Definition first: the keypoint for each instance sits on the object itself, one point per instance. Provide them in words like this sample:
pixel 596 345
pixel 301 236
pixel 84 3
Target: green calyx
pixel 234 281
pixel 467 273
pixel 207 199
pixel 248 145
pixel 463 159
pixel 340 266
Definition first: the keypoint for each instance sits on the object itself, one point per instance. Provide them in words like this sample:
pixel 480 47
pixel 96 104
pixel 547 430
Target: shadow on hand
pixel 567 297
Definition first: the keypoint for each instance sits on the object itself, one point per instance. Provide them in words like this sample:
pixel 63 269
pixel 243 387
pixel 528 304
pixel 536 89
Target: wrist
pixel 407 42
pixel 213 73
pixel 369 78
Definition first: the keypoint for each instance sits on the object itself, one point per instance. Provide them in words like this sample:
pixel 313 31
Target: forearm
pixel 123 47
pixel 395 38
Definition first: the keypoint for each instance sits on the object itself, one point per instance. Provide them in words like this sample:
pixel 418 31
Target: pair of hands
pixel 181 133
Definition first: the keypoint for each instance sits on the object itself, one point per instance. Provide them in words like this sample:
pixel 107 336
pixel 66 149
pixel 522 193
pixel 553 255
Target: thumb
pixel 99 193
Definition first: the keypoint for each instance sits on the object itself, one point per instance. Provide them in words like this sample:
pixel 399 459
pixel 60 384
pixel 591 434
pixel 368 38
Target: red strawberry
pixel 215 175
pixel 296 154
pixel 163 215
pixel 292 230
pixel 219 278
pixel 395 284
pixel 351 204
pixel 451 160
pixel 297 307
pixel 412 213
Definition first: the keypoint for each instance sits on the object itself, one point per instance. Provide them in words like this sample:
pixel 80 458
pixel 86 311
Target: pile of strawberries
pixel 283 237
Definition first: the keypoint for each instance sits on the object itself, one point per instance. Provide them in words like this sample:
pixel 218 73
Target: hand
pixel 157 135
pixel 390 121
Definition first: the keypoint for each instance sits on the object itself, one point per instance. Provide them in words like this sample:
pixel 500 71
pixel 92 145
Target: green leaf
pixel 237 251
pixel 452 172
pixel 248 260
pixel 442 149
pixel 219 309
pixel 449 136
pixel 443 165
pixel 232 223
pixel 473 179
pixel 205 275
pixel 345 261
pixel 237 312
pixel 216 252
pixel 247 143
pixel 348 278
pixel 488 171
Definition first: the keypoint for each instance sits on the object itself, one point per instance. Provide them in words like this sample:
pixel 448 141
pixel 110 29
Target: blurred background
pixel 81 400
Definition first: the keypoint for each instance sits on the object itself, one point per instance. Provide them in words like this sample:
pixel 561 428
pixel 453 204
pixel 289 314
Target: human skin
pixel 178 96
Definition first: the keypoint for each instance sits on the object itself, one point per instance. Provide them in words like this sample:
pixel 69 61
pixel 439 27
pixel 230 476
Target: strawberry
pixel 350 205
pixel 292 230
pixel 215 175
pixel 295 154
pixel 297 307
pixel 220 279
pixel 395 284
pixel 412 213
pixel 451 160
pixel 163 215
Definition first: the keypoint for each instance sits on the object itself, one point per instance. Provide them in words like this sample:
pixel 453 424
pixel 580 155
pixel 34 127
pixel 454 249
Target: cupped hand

_What you need to do:_ Reproduce the entries above word for word, from the very first line through the line containing "pixel 340 266", with both ends included.

_Answer to the exercise:_
Definition first: the keypoint for each instance sits on the object itself, one point per instance. Provide them in words like this sample:
pixel 596 345
pixel 301 236
pixel 84 3
Target: green calyx
pixel 234 281
pixel 467 273
pixel 207 199
pixel 248 145
pixel 463 159
pixel 340 266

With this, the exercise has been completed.